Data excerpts
[Start of section]

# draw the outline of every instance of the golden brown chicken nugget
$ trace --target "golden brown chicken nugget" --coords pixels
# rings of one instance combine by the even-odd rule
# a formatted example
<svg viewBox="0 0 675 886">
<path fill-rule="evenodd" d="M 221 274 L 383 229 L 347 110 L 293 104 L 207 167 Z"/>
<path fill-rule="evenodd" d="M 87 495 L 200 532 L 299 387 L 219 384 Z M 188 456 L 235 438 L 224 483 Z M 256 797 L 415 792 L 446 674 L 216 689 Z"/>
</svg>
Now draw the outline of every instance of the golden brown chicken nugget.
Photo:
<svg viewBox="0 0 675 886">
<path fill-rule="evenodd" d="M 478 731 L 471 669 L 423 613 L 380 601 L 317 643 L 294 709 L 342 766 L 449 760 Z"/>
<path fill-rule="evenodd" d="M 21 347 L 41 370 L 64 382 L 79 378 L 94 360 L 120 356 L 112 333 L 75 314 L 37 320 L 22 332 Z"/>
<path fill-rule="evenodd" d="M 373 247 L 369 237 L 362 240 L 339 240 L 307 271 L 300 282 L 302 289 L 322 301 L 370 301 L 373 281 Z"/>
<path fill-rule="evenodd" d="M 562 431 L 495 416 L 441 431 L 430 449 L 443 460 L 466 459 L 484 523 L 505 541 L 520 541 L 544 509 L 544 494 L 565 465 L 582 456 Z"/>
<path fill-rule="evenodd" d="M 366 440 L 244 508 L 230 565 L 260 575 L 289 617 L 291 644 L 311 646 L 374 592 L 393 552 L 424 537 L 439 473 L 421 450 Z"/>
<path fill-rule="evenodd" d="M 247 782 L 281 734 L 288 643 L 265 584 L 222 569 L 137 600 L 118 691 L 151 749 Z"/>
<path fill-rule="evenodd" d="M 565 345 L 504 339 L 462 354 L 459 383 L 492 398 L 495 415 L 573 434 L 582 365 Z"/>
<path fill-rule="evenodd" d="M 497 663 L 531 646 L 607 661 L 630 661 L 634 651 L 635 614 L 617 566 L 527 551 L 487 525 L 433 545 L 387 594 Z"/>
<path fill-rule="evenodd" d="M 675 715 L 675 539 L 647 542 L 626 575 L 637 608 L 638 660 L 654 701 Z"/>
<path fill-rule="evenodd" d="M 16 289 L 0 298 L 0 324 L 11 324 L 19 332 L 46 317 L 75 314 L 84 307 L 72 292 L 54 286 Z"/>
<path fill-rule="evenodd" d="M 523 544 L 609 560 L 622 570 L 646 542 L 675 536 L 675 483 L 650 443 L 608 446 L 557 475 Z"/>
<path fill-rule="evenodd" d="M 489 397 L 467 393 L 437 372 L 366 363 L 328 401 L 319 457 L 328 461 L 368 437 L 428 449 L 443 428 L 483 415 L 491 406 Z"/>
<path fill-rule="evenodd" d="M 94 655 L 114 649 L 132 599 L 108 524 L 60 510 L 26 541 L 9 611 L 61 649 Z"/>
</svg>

[End of section]

TASK DIRECTIONS — Look back at the data above. Transcribe exactly the lines starting at the line that contains "# a formatted example" and ending at the line that contains "Now draw the".

EXERCISE SOLUTION —
# a formatted example
<svg viewBox="0 0 675 886">
<path fill-rule="evenodd" d="M 221 274 L 383 229 L 347 110 L 293 104 L 207 167 Z"/>
<path fill-rule="evenodd" d="M 87 495 L 200 532 L 299 387 L 219 384 Z M 188 456 L 235 438 L 224 483 Z M 256 797 L 415 792 L 446 674 L 216 689 Z"/>
</svg>
Now draw the outline of every instance of the golden brown chicken nugget.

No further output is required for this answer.